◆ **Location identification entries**
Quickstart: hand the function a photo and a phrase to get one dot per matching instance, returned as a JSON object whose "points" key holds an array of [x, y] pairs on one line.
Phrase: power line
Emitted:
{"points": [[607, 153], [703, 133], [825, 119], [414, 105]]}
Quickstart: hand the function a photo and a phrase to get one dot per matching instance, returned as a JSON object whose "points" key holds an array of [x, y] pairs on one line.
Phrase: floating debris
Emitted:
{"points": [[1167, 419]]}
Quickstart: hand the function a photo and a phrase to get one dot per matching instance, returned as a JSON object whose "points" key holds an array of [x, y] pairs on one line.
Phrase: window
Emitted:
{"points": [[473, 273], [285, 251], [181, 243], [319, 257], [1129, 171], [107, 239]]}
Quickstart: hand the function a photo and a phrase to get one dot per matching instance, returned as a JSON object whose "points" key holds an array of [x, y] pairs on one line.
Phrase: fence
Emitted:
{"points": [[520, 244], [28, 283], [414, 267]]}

==

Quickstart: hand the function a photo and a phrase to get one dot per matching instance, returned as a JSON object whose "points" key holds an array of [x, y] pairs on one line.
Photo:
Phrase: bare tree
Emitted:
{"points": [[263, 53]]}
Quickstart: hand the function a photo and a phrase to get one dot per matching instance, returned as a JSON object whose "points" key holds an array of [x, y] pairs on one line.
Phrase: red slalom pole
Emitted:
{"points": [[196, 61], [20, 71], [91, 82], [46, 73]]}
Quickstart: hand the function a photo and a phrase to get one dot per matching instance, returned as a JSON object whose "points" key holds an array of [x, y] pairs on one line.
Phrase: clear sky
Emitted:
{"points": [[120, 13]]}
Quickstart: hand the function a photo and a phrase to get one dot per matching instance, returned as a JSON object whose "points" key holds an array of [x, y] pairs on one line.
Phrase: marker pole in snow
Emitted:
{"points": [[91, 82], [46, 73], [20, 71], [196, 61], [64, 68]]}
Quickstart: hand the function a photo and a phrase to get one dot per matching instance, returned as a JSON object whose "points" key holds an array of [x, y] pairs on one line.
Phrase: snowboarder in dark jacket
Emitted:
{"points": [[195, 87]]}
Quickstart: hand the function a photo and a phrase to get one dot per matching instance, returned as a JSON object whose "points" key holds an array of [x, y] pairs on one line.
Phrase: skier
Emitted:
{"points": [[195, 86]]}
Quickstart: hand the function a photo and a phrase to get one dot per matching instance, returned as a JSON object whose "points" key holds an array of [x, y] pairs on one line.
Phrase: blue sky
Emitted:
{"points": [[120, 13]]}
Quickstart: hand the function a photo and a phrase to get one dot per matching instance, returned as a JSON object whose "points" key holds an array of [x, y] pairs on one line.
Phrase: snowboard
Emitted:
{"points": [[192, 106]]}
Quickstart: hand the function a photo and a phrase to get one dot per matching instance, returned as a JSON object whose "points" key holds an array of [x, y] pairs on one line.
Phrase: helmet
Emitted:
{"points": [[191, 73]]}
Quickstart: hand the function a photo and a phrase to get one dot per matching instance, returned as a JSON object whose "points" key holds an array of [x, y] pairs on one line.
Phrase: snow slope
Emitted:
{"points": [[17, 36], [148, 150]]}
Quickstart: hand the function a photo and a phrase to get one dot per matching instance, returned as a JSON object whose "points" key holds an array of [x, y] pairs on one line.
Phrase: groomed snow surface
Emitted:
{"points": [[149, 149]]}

* * *

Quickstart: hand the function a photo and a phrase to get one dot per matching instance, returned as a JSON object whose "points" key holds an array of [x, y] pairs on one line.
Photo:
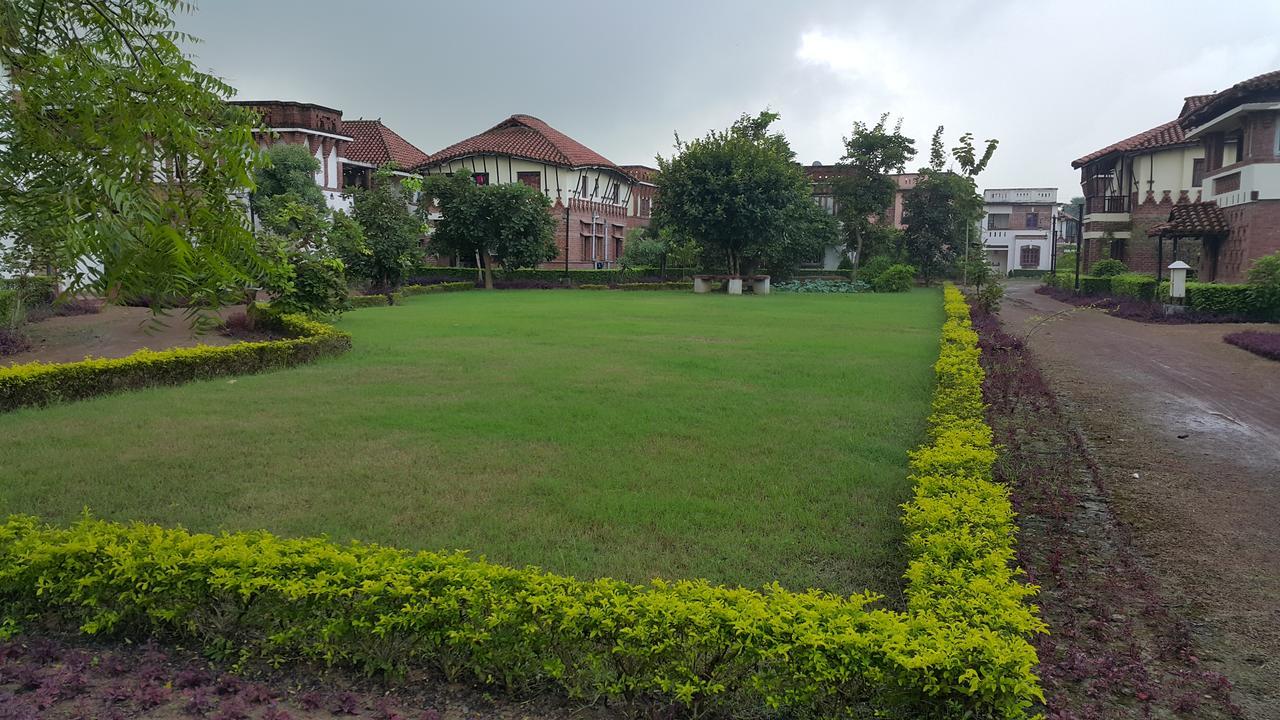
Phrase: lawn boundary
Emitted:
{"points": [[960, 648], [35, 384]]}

◆ **Stated task**
Which lines in the items above contain the string "pole"? Pull out each of those lines in full.

◆ **Answer to this problem**
Phrase: red slalom pole
Phrase: marker pole in snow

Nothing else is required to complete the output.